Set problem 1 — List every line of the listing that contains the word "water".

Which is more performant: replacingOccurrences or components(separatedBy:).joined()

I wish to remove all intermediate spaces in s String.
Option 1:
func removingWhitespaces() -> String {
return replacingOccurrences(of: " ", with: "")
}
Option 2:
func removingWhitespaces() -> String {
return components(separatedBy: .whitespaces).joined()
}
Which is more performant ?
As per my point of view, I think option 1 is faster than the options 2.
Reason:
In option 2, you are chaining the return value of components(separatedBy:) to joined(). So ultimately the return value of the joined()` is used whereas in the option 1 you are directly calling the build-in function of the String.
As per my understanding, I would like to suggest Option 1
Because,
replacingOccurrences(of: " ", with: "")
will perform only single operation.
where,
components(separatedBy: .whitespaces).joined()
will perform two operation and taking more time. First it will separate elements by whitespace and create array then on array it will perform join operation and give you output.
Figure it out yourself. Basic performance testing is very simple in Xcode. In a XCTestCase class run these 2 tests
func testPerformance1() {
let string = "I wish to remove all intermediate spaces in a String"
self.measure {
for _ in 0..<10000 {
_ = string.replacingOccurrences(of: " ", with: "")
}
}
}
func testPerformance2() {
let string = "I wish to remove all intermediate spaces in a String"
self.measure {
for _ in 0..<10000 {
_ = string.components(separatedBy: .whitespaces).joined()
}
}
}
and read the result in the console. replacingOccurrences is much faster.
There is no big difference between components(separatedBy: " ") and components(separatedBy: .whitespaces)
Space
When talking about performance, one should take space complexity into account. What's meant by this term is how much memory will be needed to run this piece of code and describes the relationship between the number of elements in the input and the reserved memory. For example, we talk about:
O(n) space complexity when the reserved memory grows with the number of elements in the input.
O(1) space complexity when the reserved memory doesn't grow when the number of the input elements grows.
Between replacingOccurrences(of: " ", with: "") and components(separatedBy: .whitespaces).joined(), the former wins on space complexity since the latter creates an intermidiary array, and in performance, less is more.

Data for processing —
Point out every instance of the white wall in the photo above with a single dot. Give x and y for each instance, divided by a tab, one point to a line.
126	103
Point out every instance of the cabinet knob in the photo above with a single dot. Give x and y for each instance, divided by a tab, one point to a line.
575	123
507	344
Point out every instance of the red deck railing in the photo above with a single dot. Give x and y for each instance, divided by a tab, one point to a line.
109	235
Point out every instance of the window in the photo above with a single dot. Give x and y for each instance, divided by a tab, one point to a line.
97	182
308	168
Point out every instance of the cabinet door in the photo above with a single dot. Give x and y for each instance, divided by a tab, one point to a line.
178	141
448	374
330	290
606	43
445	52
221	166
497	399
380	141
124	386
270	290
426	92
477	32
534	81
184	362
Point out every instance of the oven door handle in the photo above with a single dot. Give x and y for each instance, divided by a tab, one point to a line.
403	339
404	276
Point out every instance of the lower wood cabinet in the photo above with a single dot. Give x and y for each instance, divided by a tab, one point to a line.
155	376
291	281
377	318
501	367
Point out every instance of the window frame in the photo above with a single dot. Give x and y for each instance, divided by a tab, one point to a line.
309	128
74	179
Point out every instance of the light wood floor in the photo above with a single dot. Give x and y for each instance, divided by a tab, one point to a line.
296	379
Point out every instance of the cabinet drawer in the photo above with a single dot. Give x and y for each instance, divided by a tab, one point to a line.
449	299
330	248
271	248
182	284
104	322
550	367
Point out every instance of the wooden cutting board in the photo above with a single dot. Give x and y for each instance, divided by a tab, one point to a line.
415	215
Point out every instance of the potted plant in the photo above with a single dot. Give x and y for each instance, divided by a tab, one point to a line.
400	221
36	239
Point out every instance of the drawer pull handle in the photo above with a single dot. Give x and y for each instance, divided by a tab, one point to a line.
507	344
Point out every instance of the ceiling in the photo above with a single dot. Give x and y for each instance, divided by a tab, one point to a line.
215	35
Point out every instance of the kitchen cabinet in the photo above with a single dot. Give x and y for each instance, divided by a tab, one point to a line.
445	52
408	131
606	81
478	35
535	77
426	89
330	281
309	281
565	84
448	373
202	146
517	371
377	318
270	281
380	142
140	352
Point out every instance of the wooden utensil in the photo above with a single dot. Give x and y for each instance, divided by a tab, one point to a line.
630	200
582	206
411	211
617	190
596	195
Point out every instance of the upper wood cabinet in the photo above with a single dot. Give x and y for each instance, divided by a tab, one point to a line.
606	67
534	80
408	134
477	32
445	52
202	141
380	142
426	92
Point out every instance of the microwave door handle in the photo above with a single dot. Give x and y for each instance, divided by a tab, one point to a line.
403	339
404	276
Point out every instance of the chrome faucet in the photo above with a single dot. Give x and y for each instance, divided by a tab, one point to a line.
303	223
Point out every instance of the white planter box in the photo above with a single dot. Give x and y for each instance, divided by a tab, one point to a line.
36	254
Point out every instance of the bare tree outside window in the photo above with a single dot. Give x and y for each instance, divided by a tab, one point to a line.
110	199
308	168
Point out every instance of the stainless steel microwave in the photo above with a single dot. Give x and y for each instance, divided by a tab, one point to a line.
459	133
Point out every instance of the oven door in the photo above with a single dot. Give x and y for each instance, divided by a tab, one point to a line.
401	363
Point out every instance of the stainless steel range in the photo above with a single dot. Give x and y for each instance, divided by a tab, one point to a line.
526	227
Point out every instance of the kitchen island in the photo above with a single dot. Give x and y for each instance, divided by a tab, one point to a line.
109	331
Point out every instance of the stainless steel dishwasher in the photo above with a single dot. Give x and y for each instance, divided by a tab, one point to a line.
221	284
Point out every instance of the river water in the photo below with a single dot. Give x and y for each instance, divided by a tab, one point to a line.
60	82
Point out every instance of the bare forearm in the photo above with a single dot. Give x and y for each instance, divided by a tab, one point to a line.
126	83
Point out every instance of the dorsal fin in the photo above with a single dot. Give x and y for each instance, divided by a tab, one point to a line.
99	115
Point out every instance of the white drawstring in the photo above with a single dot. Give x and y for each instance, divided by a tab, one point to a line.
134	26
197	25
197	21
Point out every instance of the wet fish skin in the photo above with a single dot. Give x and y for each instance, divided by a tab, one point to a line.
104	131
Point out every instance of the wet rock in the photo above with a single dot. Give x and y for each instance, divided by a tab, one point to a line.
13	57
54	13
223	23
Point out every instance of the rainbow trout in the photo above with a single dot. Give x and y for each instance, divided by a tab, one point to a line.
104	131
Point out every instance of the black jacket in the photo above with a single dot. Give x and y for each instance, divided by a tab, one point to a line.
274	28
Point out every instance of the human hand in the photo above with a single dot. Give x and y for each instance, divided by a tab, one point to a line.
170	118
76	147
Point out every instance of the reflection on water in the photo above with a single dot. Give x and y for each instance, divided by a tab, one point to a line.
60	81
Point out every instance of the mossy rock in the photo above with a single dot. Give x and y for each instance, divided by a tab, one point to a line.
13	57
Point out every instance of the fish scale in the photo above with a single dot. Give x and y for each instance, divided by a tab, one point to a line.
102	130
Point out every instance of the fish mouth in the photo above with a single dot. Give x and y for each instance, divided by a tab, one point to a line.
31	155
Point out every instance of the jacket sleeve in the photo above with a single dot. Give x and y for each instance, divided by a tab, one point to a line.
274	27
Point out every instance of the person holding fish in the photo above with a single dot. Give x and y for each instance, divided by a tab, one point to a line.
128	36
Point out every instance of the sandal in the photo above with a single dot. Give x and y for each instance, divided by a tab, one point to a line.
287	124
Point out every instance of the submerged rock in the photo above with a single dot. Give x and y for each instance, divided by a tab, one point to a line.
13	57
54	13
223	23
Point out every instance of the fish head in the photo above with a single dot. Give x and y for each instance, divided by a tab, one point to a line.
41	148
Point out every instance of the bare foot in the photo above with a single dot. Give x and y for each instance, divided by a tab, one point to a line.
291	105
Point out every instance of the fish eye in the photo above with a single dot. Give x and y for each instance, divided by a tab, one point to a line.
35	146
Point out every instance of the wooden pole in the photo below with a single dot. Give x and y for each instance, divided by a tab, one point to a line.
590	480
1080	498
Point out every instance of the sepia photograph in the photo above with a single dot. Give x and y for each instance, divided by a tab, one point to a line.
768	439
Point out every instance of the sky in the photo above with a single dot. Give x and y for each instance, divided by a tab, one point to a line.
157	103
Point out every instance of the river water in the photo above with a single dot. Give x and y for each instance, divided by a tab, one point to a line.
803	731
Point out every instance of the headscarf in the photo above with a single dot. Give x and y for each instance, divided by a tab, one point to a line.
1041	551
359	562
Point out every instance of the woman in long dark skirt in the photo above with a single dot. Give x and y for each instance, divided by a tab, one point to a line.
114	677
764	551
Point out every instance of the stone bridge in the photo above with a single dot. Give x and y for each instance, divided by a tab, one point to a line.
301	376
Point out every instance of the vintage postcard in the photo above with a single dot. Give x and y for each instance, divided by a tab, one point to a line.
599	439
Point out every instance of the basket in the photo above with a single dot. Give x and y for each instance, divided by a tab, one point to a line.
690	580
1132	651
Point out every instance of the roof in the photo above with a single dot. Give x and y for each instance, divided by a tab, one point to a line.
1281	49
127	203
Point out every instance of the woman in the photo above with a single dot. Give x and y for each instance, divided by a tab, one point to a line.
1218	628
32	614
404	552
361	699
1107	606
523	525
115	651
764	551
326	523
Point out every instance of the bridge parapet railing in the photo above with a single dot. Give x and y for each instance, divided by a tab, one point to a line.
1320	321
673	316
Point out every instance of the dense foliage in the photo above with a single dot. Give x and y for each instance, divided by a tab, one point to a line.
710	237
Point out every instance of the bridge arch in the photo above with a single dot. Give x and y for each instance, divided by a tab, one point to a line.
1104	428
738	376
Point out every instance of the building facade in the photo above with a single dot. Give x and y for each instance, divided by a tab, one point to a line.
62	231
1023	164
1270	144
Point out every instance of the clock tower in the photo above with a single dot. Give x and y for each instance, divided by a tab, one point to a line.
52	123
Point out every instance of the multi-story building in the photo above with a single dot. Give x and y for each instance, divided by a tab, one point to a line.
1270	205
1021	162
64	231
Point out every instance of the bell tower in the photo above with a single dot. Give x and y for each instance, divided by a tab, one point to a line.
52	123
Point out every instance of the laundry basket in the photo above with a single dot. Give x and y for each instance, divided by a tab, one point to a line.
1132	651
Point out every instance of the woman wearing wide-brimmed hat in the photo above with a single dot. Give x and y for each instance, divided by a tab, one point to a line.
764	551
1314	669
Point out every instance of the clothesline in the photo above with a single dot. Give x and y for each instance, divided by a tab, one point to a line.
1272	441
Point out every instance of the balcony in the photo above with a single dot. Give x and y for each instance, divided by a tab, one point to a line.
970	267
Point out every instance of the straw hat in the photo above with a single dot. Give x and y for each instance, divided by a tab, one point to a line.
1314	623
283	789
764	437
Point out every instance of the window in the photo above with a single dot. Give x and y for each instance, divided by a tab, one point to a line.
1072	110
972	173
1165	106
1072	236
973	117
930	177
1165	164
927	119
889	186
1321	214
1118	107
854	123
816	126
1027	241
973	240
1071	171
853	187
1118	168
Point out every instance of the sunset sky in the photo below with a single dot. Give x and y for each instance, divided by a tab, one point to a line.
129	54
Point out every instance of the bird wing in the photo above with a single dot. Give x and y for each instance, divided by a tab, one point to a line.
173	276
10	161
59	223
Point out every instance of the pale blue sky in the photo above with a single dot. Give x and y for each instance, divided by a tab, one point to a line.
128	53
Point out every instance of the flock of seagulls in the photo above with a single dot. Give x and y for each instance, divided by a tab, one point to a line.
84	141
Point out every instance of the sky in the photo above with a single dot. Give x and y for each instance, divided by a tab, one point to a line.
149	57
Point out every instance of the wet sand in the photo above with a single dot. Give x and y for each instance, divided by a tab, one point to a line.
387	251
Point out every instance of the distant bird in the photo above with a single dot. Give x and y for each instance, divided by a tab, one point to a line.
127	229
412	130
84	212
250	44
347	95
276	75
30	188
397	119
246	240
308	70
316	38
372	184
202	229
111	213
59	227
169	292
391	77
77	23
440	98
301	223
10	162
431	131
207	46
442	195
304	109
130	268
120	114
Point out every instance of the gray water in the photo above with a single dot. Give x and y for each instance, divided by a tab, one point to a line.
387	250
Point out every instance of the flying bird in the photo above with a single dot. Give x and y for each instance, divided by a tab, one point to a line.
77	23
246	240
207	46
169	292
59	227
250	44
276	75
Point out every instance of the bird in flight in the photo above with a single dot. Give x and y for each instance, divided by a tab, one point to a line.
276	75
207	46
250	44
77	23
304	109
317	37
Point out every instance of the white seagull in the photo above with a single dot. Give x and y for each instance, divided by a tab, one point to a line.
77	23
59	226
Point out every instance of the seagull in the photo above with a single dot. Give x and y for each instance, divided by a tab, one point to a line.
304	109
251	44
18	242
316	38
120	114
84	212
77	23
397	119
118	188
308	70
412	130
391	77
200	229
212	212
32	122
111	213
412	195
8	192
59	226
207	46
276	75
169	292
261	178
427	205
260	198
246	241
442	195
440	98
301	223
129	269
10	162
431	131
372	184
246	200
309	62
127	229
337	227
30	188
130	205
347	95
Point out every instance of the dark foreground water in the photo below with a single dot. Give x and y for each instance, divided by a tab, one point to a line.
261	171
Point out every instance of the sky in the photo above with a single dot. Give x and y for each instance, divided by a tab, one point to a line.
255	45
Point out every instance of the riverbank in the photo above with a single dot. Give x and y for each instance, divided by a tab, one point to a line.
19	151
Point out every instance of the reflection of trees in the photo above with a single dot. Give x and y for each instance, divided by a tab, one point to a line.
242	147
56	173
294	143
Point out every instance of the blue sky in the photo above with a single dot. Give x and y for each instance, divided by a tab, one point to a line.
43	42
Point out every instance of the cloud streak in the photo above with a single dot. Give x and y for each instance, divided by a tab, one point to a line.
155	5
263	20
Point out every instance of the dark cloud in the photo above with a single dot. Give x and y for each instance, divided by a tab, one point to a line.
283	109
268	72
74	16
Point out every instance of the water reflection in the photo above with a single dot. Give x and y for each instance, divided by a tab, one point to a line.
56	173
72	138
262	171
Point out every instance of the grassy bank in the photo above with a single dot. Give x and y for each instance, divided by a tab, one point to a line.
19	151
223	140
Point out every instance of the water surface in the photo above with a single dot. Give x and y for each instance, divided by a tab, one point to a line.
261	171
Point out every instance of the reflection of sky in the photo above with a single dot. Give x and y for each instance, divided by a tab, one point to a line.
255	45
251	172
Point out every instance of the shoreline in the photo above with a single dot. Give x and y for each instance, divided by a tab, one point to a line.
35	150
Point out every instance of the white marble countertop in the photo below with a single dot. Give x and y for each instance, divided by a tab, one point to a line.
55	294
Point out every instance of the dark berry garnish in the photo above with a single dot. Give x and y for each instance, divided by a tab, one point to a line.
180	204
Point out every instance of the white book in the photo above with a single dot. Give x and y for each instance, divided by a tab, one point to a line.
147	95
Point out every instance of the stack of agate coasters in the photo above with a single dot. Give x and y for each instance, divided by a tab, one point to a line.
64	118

Set problem 2 —
For each statement below, say yes or no according to the thread on string performance above, and quote the words from the thread that decide it.
(a) Console results from the tests show that replacingOccurrences is much faster.
(b) There is a big difference between components(separatedBy: " ") and components(separatedBy: .whitespaces).
(c) components(separatedBy: .whitespaces).joined() wins on space complexity.

Full output 1 —
Point out every instance of the river water in the photo below with a single dot. Give x and y for each instance, divided by a tab, one point to a line.
Point out every instance of the reflection on water in the photo above with a single dot. Give x and y for each instance, divided by a tab, one point to a line.
Point out every instance of the river water in the photo above with a single dot. Give x and y for each instance, divided by a tab, one point to a line.
Point out every instance of the gray water in the photo above with a single dot. Give x and y for each instance, divided by a tab, one point to a line.
Point out every instance of the dark foreground water in the photo below with a single dot. Give x and y for each instance, divided by a tab, one point to a line.
Point out every instance of the water reflection in the photo above with a single dot. Give x and y for each instance, divided by a tab, one point to a line.
Point out every instance of the water surface in the photo above with a single dot. Give x and y for each instance, divided by a tab, one point to a line.

Full output 2 —
(a) Yes: "replacingOccurrences is much faster."
(b) No: "There is no big difference between components(separatedBy: " ") and components(separatedBy: .whitespaces)"
(c) No: "the former wins on space complexity since the latter creates an intermidiary array"